▶ [AUFGABENSTELLUNG]
Entnimm der Auflistung sämtliche Zeilen und gib sie unverändert wieder, lass dabei aber die Bilder weg.

▶ [ZU BEARBEITENDE AUFLISTUNG]

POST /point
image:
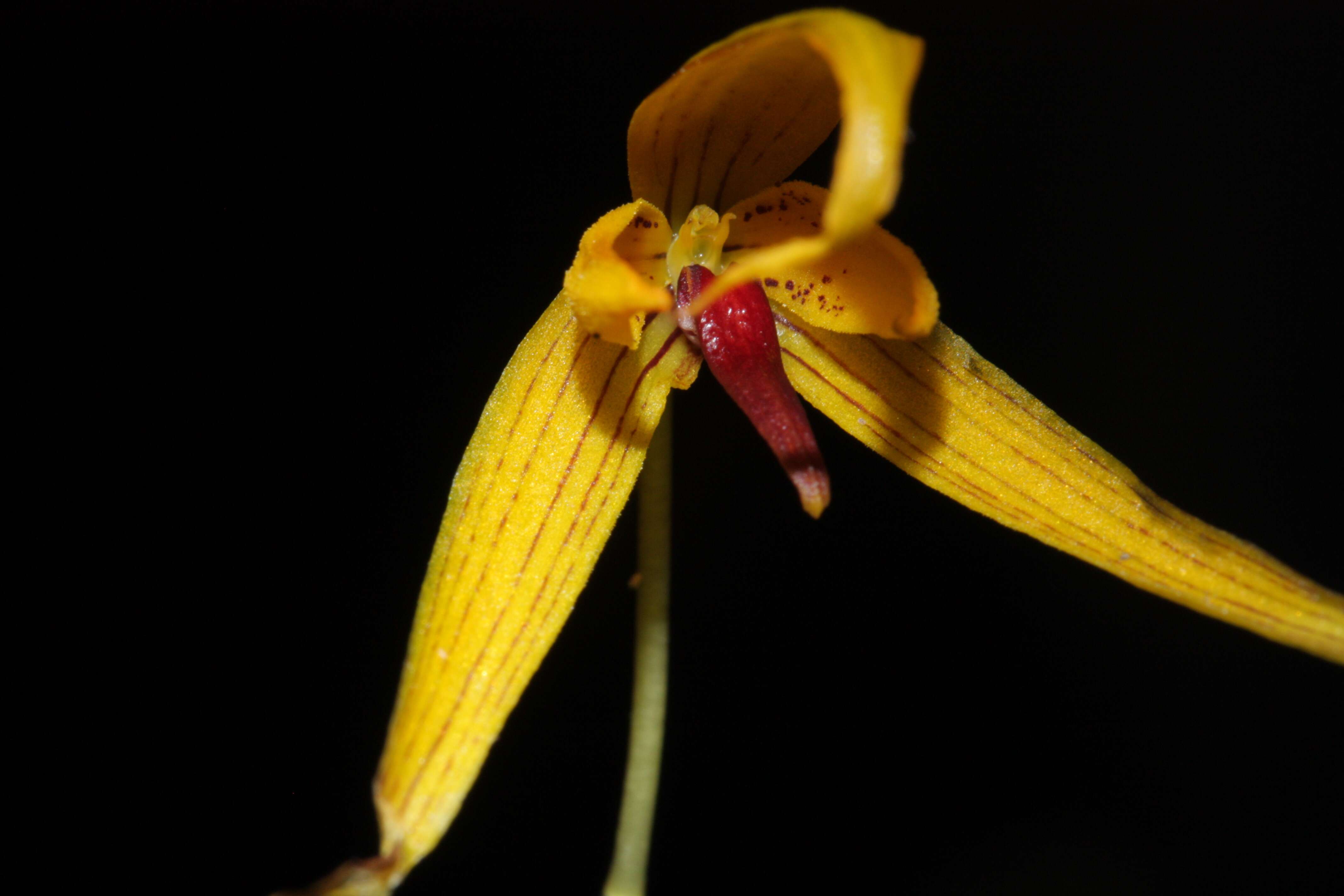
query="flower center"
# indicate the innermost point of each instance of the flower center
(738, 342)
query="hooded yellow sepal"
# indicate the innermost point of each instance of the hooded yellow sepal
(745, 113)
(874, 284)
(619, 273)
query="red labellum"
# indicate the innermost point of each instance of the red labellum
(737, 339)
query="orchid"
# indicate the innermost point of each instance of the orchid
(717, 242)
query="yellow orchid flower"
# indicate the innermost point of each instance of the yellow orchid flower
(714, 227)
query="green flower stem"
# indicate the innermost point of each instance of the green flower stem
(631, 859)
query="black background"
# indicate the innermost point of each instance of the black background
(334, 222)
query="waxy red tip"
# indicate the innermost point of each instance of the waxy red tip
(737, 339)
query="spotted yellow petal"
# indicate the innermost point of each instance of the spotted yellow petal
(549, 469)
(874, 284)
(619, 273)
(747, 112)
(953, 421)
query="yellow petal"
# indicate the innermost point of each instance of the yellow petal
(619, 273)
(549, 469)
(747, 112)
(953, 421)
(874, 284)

▶ [LÖSUNG DER AUFGABE]
POST /point
image:
query="flower center"
# indicate the innermost point of each instance of the flower center
(738, 342)
query="hooded yellow sepal"
# indicate the innermost point of each instance of the hooded yellow sepal
(745, 113)
(874, 284)
(619, 273)
query="red labellum"
# indicate the innermost point of each instance of the red labellum
(737, 339)
query="orchid"
# indicate the innermost point of each instance of the orchid
(717, 242)
query="yellow orchid flower"
# indicate the innermost point of each instance of the yellow orchid flower
(714, 227)
query="green flower stem"
# indicate the innermost point of each instance of the green flower stem
(631, 859)
query="black background"
# indicate the innermost point of each instance of the black background
(334, 222)
query="waxy red tip"
# indicate the innermost point of each instance of the waxy red tip
(737, 339)
query="spotted yellow petal"
# indicate the innermost point of each instance of the spotted yellow petal
(549, 469)
(874, 284)
(619, 273)
(747, 112)
(953, 421)
query="yellow petal"
# indicate the innermost point of each instance of the yellow petal
(619, 273)
(549, 469)
(747, 112)
(953, 421)
(874, 284)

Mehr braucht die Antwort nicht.